REQUIREMENT → Identify all lines in the listing that include the word "duck", and copy them out.

RECORDS SHOWN →
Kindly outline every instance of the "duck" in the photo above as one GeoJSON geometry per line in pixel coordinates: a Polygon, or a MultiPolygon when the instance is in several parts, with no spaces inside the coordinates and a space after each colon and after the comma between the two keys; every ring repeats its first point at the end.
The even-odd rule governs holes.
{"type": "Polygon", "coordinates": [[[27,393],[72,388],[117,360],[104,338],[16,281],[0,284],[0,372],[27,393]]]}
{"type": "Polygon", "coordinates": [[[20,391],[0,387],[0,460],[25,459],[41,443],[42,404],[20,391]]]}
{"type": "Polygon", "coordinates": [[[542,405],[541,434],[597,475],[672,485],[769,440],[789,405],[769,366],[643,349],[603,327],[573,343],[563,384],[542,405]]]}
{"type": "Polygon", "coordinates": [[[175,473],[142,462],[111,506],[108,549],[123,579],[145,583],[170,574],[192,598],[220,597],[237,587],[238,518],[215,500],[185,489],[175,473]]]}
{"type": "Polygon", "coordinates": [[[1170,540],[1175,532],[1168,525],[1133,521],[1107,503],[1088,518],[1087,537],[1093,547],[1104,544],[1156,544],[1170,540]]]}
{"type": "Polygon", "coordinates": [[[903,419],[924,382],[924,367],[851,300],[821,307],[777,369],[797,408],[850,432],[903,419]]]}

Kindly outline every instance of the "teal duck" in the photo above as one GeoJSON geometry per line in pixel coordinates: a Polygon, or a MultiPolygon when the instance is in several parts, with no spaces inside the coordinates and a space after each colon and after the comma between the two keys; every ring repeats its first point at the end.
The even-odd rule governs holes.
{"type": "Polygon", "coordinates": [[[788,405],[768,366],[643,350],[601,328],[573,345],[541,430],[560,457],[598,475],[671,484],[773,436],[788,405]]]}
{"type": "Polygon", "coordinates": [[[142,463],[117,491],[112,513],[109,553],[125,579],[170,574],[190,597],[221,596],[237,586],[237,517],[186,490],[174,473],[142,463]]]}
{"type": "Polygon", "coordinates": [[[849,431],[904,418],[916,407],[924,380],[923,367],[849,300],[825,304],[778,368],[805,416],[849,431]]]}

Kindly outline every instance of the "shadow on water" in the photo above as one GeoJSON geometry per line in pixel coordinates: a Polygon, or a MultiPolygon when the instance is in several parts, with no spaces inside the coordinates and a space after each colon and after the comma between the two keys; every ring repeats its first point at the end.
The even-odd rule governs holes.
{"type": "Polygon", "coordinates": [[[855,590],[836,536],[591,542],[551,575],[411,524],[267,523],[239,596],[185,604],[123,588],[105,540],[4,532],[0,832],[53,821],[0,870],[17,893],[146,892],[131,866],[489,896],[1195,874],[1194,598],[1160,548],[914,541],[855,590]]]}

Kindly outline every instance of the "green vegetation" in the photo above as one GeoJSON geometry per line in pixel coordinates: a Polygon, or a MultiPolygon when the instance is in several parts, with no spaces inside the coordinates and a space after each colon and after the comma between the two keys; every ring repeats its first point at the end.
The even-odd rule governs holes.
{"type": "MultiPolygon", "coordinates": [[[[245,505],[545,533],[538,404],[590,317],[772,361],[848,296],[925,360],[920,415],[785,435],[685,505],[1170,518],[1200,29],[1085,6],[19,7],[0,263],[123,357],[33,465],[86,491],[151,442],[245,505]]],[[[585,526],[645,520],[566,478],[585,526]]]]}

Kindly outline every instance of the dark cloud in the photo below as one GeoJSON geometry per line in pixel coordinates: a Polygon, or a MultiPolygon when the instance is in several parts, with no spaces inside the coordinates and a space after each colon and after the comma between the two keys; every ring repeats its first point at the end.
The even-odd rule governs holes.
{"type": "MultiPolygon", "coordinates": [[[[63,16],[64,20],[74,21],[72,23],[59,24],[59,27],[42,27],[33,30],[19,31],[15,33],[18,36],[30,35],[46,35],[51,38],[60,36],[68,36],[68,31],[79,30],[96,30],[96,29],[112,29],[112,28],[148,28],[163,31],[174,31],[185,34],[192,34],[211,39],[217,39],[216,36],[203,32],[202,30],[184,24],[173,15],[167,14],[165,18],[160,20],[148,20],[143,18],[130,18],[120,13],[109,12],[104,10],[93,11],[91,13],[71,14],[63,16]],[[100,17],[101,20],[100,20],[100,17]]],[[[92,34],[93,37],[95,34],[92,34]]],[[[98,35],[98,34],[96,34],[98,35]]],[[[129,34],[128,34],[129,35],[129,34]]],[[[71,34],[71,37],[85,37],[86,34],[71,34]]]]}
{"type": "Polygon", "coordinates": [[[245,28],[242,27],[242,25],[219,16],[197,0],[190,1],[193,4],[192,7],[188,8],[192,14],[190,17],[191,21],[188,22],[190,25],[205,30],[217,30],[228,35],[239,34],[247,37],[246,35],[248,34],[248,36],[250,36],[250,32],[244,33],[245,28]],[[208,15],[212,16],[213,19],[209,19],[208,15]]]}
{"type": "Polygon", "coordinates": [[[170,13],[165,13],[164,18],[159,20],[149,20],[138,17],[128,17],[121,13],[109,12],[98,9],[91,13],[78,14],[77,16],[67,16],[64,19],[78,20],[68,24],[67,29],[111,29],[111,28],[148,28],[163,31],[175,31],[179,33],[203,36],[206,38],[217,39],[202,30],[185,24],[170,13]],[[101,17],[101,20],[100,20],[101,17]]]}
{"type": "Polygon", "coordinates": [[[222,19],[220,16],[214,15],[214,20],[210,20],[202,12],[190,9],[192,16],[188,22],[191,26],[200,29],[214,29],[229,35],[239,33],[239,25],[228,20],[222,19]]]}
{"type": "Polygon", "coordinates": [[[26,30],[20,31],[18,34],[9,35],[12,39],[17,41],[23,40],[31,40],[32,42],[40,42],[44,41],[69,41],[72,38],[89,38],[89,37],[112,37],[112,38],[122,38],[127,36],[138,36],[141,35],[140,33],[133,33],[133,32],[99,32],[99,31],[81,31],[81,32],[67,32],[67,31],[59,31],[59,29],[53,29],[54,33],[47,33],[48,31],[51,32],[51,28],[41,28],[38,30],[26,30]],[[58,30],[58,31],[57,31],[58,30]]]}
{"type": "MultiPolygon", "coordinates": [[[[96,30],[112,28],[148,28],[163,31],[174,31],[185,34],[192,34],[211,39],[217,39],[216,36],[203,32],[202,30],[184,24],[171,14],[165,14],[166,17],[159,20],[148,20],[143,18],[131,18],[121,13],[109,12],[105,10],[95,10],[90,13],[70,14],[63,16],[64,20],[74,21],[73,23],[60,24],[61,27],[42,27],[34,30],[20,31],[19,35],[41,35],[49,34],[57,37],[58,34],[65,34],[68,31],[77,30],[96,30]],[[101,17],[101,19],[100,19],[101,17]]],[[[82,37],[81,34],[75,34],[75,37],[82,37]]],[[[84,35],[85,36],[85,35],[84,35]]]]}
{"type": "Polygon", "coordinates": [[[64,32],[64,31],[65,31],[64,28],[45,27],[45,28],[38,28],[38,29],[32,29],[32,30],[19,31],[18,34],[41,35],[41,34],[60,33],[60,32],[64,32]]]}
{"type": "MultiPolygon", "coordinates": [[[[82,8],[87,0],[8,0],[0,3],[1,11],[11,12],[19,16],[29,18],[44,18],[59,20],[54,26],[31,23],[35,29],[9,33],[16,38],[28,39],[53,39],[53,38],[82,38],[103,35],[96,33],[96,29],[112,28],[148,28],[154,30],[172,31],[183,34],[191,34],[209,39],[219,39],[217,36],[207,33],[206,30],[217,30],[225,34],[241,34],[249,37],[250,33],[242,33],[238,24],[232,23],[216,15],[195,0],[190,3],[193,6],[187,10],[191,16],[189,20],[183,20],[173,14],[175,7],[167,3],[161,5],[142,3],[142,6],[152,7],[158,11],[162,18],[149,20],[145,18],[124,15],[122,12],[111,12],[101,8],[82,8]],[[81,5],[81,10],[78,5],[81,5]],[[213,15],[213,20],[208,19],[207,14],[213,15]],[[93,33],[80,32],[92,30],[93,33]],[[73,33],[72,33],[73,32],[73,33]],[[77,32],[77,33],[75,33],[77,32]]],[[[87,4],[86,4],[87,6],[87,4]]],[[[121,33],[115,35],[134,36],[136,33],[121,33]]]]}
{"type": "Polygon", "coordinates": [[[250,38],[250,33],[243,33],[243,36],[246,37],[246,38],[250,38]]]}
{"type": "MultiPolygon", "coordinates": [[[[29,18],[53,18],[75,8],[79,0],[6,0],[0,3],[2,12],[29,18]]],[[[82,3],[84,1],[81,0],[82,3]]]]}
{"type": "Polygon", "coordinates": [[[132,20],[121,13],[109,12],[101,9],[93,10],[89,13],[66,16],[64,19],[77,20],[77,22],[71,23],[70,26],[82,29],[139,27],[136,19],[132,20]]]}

RESULT OF THE TASK →
Kindly outline every instance of the "duck" in the photo above as one GeoJSON geometry per line in pixel coordinates: a Polygon, or a MultiPolygon when the instance is in several parts, with no spaces inside the coordinates and a space after each colon and after the comma between the two keys; every ring repeats its first point at the end.
Kindly outline every instance of the "teal duck" in the photo above as one GeoJSON geometry per line in pixel coordinates: a Polygon, or a MultiPolygon when the instance is in several parts, with no spaces inside the coordinates and a space after each colon and after the comma between the two keys; every ring repeats its first point at the end.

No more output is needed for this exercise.